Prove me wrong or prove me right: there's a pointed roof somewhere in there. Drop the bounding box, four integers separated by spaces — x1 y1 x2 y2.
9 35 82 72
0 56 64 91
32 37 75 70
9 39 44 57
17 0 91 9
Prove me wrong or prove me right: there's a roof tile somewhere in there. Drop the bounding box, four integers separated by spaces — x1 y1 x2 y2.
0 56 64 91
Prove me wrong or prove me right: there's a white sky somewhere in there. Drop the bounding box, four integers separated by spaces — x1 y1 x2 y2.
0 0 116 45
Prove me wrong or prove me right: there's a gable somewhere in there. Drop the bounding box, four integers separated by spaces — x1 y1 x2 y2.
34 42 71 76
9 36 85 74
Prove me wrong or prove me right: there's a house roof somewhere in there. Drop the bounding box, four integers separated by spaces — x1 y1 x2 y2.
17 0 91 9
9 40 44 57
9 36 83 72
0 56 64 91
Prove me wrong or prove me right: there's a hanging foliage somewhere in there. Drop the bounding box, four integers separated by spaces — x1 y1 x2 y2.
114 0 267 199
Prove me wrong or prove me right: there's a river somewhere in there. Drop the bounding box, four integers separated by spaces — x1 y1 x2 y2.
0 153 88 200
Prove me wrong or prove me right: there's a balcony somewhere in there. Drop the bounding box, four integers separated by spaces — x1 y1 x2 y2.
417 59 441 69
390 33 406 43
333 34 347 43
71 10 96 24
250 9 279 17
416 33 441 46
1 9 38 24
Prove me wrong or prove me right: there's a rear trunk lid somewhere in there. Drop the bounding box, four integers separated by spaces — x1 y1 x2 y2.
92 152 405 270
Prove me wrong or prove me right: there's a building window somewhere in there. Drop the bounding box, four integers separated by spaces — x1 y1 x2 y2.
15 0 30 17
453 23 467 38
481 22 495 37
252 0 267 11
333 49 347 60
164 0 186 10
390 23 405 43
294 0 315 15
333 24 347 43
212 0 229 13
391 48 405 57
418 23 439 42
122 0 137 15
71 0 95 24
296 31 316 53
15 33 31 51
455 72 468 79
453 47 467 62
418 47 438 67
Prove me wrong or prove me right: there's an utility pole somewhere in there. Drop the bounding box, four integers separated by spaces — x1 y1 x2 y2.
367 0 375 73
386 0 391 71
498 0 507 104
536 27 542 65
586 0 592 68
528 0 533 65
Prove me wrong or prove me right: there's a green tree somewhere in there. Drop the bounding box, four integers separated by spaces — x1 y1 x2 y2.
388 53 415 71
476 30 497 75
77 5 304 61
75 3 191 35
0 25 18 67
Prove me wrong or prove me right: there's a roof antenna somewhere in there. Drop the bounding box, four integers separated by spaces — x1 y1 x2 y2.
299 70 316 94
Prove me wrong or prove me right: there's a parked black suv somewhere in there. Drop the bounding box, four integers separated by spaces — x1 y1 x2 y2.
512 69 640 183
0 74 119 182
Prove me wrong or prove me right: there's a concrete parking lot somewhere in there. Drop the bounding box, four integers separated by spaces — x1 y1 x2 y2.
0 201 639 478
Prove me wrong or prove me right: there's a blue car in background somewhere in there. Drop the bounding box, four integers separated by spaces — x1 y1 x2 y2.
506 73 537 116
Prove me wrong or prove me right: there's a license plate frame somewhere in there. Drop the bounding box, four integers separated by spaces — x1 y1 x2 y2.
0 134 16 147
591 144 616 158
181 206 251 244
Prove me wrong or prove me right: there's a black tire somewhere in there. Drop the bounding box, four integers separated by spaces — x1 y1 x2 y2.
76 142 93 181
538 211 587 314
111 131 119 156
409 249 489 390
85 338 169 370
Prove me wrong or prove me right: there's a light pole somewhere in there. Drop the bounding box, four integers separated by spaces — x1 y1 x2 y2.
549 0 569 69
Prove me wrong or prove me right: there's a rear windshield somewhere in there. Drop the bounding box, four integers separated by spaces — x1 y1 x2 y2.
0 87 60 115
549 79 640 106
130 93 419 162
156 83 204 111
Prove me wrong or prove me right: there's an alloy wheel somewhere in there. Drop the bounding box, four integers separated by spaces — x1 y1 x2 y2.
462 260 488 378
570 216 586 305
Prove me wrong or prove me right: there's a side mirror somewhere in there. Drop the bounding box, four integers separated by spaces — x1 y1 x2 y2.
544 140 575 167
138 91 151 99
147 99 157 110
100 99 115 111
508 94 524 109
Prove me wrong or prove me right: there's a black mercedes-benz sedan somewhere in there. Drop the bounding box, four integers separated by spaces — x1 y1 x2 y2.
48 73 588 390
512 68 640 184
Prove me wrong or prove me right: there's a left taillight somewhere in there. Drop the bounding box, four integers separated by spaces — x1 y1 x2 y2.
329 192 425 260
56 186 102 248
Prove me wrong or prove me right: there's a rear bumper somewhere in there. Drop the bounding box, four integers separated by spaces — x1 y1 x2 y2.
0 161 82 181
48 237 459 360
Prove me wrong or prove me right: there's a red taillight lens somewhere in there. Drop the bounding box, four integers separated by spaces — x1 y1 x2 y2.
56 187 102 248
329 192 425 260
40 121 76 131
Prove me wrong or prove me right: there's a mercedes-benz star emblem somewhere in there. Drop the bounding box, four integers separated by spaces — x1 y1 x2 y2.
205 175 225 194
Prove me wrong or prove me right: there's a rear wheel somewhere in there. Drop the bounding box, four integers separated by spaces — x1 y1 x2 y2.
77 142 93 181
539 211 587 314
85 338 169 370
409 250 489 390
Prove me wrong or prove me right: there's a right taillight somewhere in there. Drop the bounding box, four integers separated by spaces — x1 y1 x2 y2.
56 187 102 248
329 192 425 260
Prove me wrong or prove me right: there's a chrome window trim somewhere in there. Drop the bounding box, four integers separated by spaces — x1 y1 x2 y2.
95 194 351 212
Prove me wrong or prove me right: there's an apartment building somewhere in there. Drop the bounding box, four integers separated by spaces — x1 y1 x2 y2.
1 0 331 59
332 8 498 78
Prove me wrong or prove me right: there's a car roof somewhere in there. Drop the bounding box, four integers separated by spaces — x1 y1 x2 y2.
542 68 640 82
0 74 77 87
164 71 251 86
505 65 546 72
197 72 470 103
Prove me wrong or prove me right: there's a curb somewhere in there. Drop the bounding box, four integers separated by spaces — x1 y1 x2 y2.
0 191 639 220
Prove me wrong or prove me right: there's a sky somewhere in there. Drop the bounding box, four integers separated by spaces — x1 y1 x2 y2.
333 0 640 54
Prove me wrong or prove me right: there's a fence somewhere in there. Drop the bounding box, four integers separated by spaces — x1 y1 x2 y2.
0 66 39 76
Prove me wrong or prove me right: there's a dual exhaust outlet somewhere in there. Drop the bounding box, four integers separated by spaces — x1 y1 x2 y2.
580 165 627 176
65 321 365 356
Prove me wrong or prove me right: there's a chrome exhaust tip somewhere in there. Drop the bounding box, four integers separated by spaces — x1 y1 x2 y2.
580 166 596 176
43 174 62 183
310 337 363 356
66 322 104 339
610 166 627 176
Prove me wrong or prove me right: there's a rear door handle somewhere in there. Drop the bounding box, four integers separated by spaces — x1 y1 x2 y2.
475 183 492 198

YOUR GOAL:
All lines from the one containing "Prove me wrong or prove me right: there's a rear door" to the end of the records are to be duplicated exactly, and no other lines are to be given.

SOLUTION TO THE PROBLEM:
Prove me wrong or prove me right: there's a rear door handle somewhere in there. Drop the bounding box, four integers separated by spaces — x1 y1 x2 y2.
475 183 492 198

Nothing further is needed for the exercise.